Esercizio 1
Stampa il passo del testo su Israele e la democrazia a partire da "Israele e la" fino a "sotto il tappeto.".
Esercizio 2
Nel testo su Israele e la democrazia, individua i participi che descrivono ciò che subisce la Democrazia nell'ultima frase. Elencali ciascuno con il relativo complemento d'agente.

Israele e la democrazia sacrificata

Israele getta la maschera con la nuova legge sullo Stato-nazione

C’era una volta un valore ritenuto talmente importante da giustificare invasioni e guerre; così luminoso da innalzare chiunque lo accettasse come guida in un regno di progresso, modernità e giustizia; così indubitabile da divenire sinonimo delle parole più nobili: Libertà, Giustizia, Uguaglianza. Questo valore era la Democrazia, la cui favola ha ispirato gli ultimi secoli di storia, portando con sé indubitabili conquiste per l’umanità, insieme con ombre e mostri sapientemente nascosti sotto il tappeto.
Oggi, contagiati dal relativismo e dalla decostruzione smodata che caratterizza il nostro tempo, assistiamo nostro malgrado alla crisi della Democrazia, che da valore è scaduta sempre più in semplice retorica, attaccata dai critici, indebolita dai dissidenti, corrotta dai disonesti, violentata dagli estremisti, contraddetta dai fatti.

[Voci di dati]
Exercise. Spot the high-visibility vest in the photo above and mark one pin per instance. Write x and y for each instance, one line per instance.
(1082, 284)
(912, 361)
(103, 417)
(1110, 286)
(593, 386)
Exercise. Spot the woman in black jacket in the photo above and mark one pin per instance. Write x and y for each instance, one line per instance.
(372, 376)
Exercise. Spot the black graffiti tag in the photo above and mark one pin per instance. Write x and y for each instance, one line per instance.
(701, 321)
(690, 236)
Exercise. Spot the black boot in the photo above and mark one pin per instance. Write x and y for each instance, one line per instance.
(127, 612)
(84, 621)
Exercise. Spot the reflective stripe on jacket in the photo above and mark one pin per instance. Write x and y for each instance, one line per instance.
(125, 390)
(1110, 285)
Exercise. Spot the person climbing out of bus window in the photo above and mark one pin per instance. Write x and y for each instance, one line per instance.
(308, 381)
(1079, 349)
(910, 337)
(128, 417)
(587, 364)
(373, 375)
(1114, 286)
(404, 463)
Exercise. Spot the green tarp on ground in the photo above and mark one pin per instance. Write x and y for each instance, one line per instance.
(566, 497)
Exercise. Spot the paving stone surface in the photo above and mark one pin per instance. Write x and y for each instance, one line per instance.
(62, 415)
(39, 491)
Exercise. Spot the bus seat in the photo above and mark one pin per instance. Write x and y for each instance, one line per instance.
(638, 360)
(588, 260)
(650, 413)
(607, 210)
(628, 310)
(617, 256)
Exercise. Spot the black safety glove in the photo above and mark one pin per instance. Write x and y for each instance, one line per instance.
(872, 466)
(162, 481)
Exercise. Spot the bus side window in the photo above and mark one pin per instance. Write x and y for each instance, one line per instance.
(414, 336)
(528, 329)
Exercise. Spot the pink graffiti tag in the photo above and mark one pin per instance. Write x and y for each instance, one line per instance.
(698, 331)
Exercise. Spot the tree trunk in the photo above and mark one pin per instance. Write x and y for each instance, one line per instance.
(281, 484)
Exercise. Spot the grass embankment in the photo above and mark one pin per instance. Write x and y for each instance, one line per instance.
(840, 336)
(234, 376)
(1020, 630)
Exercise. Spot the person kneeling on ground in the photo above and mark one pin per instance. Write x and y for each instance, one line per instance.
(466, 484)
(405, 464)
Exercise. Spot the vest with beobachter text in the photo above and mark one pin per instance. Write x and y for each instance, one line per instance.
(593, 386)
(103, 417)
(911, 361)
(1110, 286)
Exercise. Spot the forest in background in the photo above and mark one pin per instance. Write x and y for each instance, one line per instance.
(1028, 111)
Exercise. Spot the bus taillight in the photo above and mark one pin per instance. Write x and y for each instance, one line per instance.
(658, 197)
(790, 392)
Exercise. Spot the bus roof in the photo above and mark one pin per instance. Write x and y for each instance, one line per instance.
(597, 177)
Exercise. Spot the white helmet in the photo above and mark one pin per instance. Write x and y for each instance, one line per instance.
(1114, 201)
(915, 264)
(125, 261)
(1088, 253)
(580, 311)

Soluzione 1
Israele e la democrazia sacrificata

Israele getta la maschera con la nuova legge sullo Stato-nazione

C’era una volta un valore ritenuto talmente importante da giustificare invasioni e guerre; così luminoso da innalzare chiunque lo accettasse come guida in un regno di progresso, modernità e giustizia; così indubitabile da divenire sinonimo delle parole più nobili: Libertà, Giustizia, Uguaglianza. Questo valore era la Democrazia, la cui favola ha ispirato gli ultimi secoli di storia, portando con sé indubitabili conquiste per l’umanità, insieme con ombre e mostri sapientemente nascosti sotto il tappeto.

Soluzione 2
- attaccata dai critici
- indebolita dai dissidenti
- corrotta dai disonesti
- violentata dagli estremisti
- contraddetta dai fatti